INSTRUCTIONS TO FOLLOW
Rewrite the entire listing below, switching each occurrence of "Target" to "Object" and keeping everything else the same.

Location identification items
= = = = = = =

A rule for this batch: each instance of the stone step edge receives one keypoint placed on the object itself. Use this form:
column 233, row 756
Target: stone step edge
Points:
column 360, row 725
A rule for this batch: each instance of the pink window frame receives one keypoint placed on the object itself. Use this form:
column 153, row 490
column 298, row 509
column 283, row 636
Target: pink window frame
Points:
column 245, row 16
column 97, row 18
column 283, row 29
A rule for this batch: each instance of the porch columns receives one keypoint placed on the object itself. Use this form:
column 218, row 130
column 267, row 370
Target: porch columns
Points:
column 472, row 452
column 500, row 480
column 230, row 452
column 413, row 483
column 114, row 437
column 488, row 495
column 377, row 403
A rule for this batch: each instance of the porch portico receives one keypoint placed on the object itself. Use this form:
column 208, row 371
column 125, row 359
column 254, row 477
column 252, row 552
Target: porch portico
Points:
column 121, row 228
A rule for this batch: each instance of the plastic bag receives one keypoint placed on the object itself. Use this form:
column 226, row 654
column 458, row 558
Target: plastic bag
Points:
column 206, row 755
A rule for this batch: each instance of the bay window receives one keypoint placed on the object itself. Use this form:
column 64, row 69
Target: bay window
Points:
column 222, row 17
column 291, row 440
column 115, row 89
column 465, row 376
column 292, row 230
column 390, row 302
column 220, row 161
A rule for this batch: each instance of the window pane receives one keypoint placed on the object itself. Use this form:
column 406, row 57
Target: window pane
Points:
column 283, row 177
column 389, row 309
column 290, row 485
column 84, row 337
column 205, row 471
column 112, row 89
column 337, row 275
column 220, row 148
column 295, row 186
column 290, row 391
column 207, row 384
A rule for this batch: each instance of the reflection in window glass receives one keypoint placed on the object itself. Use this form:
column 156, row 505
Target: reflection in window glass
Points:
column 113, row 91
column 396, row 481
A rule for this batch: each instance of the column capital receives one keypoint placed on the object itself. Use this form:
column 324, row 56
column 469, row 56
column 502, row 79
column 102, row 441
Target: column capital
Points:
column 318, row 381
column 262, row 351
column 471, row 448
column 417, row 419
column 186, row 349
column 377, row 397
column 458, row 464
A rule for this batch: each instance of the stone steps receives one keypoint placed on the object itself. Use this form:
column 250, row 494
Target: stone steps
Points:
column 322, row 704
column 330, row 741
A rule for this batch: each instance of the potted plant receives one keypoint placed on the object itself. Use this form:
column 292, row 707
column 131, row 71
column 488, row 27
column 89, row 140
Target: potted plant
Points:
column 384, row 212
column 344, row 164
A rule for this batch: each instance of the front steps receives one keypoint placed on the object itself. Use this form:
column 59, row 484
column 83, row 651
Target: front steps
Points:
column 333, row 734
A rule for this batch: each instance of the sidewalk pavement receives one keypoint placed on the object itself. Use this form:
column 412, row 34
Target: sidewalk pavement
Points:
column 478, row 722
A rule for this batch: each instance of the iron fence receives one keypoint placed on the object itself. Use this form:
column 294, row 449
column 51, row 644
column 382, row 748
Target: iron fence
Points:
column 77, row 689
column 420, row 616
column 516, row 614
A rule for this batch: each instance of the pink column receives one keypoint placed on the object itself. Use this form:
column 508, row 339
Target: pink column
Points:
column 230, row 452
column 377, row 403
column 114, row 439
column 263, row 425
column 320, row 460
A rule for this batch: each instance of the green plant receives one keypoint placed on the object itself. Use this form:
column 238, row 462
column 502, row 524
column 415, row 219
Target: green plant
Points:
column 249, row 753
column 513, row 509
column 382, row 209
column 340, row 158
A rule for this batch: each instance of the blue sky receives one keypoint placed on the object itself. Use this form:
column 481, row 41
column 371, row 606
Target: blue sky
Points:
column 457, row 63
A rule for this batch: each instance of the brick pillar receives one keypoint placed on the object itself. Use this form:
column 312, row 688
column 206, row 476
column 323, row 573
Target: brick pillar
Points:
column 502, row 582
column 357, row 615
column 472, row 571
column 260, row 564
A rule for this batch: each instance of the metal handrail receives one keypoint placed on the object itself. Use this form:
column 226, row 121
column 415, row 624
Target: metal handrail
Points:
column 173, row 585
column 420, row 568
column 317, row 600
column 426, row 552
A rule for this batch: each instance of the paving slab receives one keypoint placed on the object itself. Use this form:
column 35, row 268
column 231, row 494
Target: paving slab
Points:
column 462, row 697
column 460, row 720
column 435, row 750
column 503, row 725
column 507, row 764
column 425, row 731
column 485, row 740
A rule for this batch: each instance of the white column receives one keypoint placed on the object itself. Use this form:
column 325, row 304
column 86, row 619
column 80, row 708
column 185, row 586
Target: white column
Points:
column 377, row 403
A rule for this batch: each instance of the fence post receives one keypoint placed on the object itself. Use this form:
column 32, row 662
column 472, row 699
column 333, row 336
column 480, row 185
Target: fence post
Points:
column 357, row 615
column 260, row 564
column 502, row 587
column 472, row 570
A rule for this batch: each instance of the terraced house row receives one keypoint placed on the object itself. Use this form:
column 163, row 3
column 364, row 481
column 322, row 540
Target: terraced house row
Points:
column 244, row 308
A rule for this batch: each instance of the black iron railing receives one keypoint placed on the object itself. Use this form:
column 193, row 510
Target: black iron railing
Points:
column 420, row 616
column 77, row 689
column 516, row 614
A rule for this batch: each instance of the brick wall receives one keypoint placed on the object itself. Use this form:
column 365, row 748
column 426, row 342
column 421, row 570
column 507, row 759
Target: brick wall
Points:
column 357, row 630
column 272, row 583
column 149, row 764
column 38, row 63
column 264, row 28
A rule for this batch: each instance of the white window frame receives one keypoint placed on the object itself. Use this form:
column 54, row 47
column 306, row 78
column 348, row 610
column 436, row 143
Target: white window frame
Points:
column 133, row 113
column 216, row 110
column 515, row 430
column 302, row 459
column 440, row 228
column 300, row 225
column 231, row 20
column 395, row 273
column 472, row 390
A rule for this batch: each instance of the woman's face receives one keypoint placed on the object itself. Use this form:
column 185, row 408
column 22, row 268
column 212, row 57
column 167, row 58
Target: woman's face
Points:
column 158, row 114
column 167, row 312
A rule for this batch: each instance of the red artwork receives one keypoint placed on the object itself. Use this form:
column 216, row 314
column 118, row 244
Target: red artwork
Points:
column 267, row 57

= = = = = = =

WRITTEN RESPONSE
A rule for this batch: each instance of the stone step edge receives one keypoint placed on the object itself. Use this form:
column 233, row 756
Object: stone step edge
Points:
column 360, row 725
A rule for this batch: each instance of the pink window frame receives one keypoint placed on the object itself. Use this form:
column 153, row 490
column 298, row 509
column 283, row 636
Object: pink window frame
Points:
column 245, row 16
column 97, row 18
column 283, row 29
A rule for this batch: each instance of the porch columns receives one keypoint placed on the object itself. Use this form:
column 218, row 130
column 267, row 370
Object: porch columns
Points:
column 472, row 452
column 500, row 480
column 230, row 452
column 413, row 483
column 114, row 437
column 488, row 495
column 377, row 403
A rule for this batch: each instance of the porch portico receives one keypoint placed on the object itself. Use this form:
column 208, row 371
column 125, row 359
column 254, row 477
column 252, row 552
Object: porch portico
Points:
column 121, row 228
A rule for this batch: each instance of the plastic bag receives one keypoint placed on the object itself. Use this form:
column 226, row 654
column 458, row 558
Object: plastic bag
Points:
column 206, row 755
A rule for this batch: each instance of the bay window receives one keypoint placed on the object itself. Use this form:
column 64, row 69
Object: bay window
Points:
column 222, row 17
column 291, row 440
column 115, row 89
column 465, row 376
column 292, row 230
column 390, row 302
column 220, row 161
A rule for this batch: each instance of the window pane receives one keypoint placed on the object itself. Use this form:
column 406, row 57
Object: window pane
Points:
column 283, row 177
column 389, row 309
column 290, row 485
column 84, row 337
column 205, row 471
column 112, row 89
column 337, row 275
column 220, row 148
column 295, row 186
column 290, row 391
column 207, row 384
A rule for this batch: each instance of the reflection in window glass receives one keypoint placed on the object itself. Use this form:
column 156, row 505
Object: reflection in window glass
Points:
column 113, row 91
column 396, row 481
A rule for this batch: each instance of the column capital receives one keypoint placed on the object itself. Use this form:
column 324, row 56
column 469, row 56
column 502, row 79
column 102, row 441
Object: column capital
Points:
column 318, row 381
column 262, row 351
column 471, row 448
column 417, row 419
column 186, row 349
column 377, row 397
column 458, row 464
A rule for this batch: each instance of the stone steps receives one keypoint placed on the object itself. Use this form:
column 250, row 494
Object: stone steps
Points:
column 322, row 704
column 330, row 741
A rule for this batch: each instance of the potted plant receives one keypoint placed on the object itself. Use this form:
column 292, row 707
column 131, row 71
column 488, row 27
column 89, row 140
Object: potted plant
Points:
column 384, row 212
column 344, row 164
A rule for this batch: each instance of the front steps receives one keypoint placed on the object itself. Use this form:
column 59, row 484
column 83, row 651
Object: front steps
Points:
column 333, row 734
A rule for this batch: each instance of the sidewalk pavement receives one keypoint placed on the object itself. Use this form:
column 412, row 34
Object: sidewalk pavement
Points:
column 478, row 722
A rule for this batch: each instance of the iron fence receives one keypoint placed on the object itself. Use this form:
column 294, row 449
column 51, row 644
column 382, row 748
Object: iron fence
Points:
column 77, row 689
column 420, row 616
column 516, row 614
A rule for this batch: each instance of the pink column receives one keypoint placed on the object itself. Use this form:
column 508, row 339
Object: pink column
Points:
column 230, row 452
column 377, row 403
column 114, row 439
column 263, row 425
column 320, row 460
A rule for this batch: each instance of the green plant receives one keypoint placed on the object itself. Use this form:
column 238, row 462
column 502, row 524
column 415, row 219
Object: green plant
Points:
column 249, row 753
column 513, row 509
column 382, row 209
column 340, row 158
A rule for this batch: each instance of the blue sky receives one keypoint placed on the object itself. Use this form:
column 481, row 41
column 371, row 606
Object: blue sky
Points:
column 457, row 63
A rule for this batch: each instance of the brick pillar receives one keypoint placed on the object itself. Use this form:
column 312, row 688
column 206, row 476
column 323, row 573
Object: brick pillar
Points:
column 502, row 582
column 357, row 615
column 472, row 571
column 260, row 564
A rule for this batch: each instance of the metal handrail receives one keypoint placed on the object itself. Use this form:
column 226, row 121
column 415, row 624
Object: metal handrail
Points:
column 173, row 585
column 420, row 568
column 317, row 600
column 426, row 552
A rule for this batch: each instance of the paving slab receives one keypoint placed on the object itself. Use this form:
column 35, row 268
column 231, row 494
Object: paving slab
Points:
column 462, row 697
column 460, row 720
column 435, row 750
column 503, row 725
column 507, row 764
column 425, row 731
column 485, row 740
A rule for this batch: each instance of the white column receives one keypoint placed on the object itself. Use this form:
column 325, row 304
column 86, row 619
column 80, row 708
column 185, row 586
Object: white column
Points:
column 377, row 403
A rule for this batch: each instance of the fence post receives one keypoint placed on the object itself. Use this form:
column 32, row 662
column 472, row 699
column 333, row 336
column 480, row 185
Object: fence post
Points:
column 357, row 615
column 260, row 564
column 502, row 587
column 472, row 570
A rule for this batch: each instance of the terraced house row receives one keypoint placed on the object itself. Use this form:
column 163, row 3
column 364, row 481
column 322, row 540
Object: terraced house row
Points:
column 244, row 308
A rule for this batch: each instance of the black iron railing receives one keypoint placed on the object itself. Use this form:
column 193, row 510
Object: black iron railing
Points:
column 420, row 616
column 77, row 689
column 516, row 614
A rule for this batch: each instance of the brick wall receives one keypoint placed on the object itself. Use this form:
column 365, row 748
column 426, row 342
column 421, row 570
column 507, row 759
Object: brick wall
Points:
column 357, row 630
column 272, row 583
column 149, row 764
column 38, row 63
column 264, row 28
A rule for this batch: each instance of the white window frame receives one keypoint placed on the object itself. Use this form:
column 54, row 47
column 306, row 78
column 348, row 610
column 436, row 143
Object: white window frame
Points:
column 133, row 113
column 216, row 110
column 515, row 430
column 302, row 459
column 440, row 228
column 300, row 225
column 231, row 20
column 395, row 273
column 472, row 390
A rule for this batch: each instance of the woman's face receives one keypoint placed on the object itself. Use this form:
column 185, row 408
column 22, row 268
column 212, row 57
column 167, row 58
Object: woman's face
Points:
column 158, row 114
column 167, row 312
A rule for this batch: each instance of the red artwork receives one keypoint placed on the object itself. Use this form:
column 216, row 314
column 118, row 244
Object: red artwork
Points:
column 267, row 57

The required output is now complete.